» Exercise
Can you write out the entire listing below again, its request line included, shifting each x and y coordinate in the answers up by 111 and omitting the pictures?

» Dataset records

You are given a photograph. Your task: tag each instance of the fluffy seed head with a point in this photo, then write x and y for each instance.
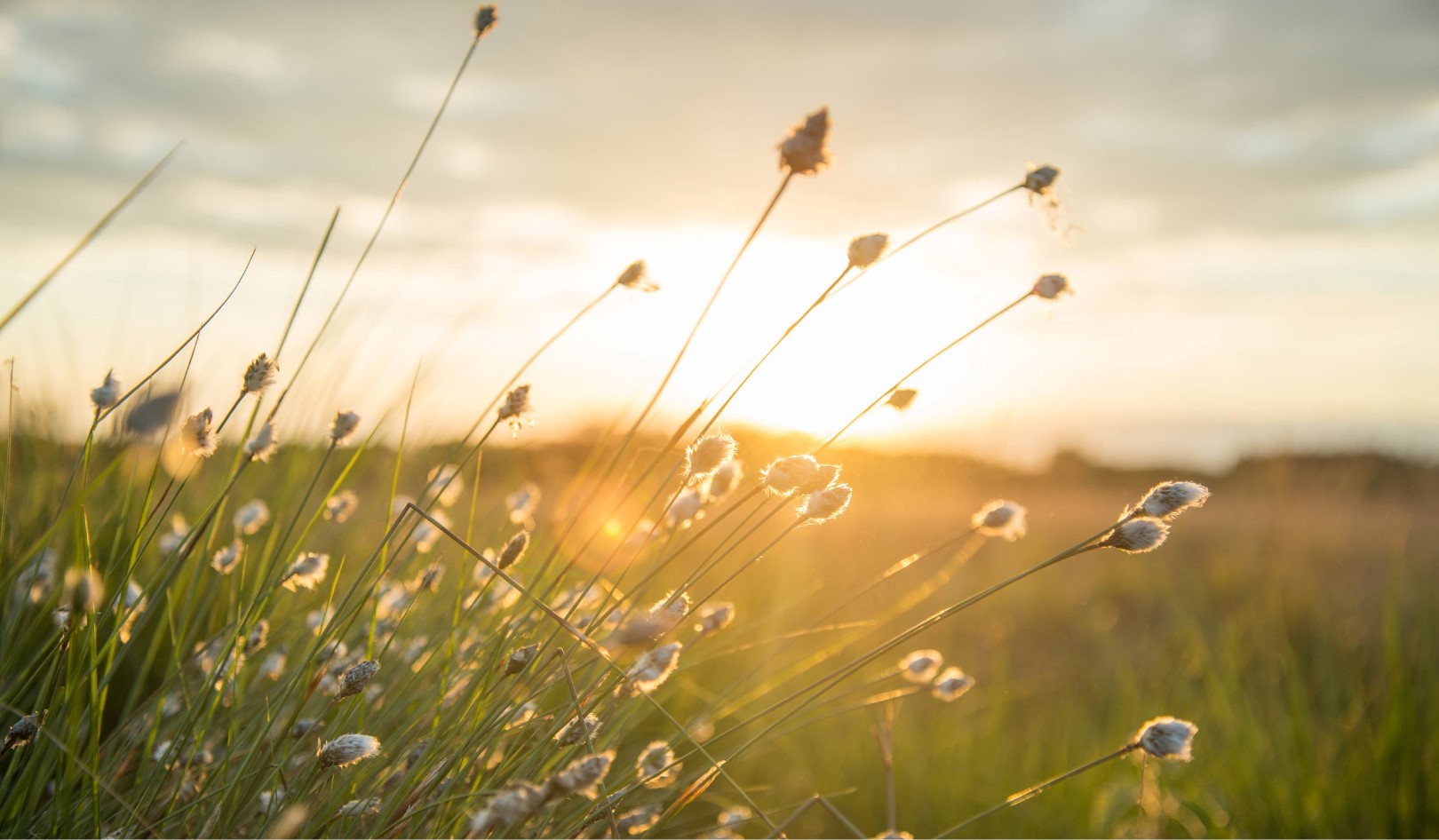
(791, 473)
(308, 570)
(355, 678)
(197, 435)
(514, 550)
(656, 765)
(264, 443)
(951, 684)
(865, 250)
(107, 394)
(343, 426)
(1051, 287)
(635, 276)
(803, 150)
(1137, 535)
(348, 749)
(828, 503)
(583, 775)
(1000, 518)
(259, 374)
(1167, 738)
(921, 666)
(1173, 498)
(708, 455)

» Solution to the problem
You are given a photograph. Your task: tag each instance of the fluffy seed head with a point in this photo, then write x and y for each instance.
(902, 584)
(419, 681)
(466, 789)
(308, 546)
(625, 661)
(767, 876)
(375, 554)
(1062, 795)
(976, 361)
(218, 505)
(454, 537)
(1162, 398)
(746, 387)
(914, 261)
(1248, 646)
(459, 860)
(939, 614)
(694, 886)
(1111, 629)
(370, 485)
(1278, 849)
(1032, 777)
(1284, 609)
(819, 566)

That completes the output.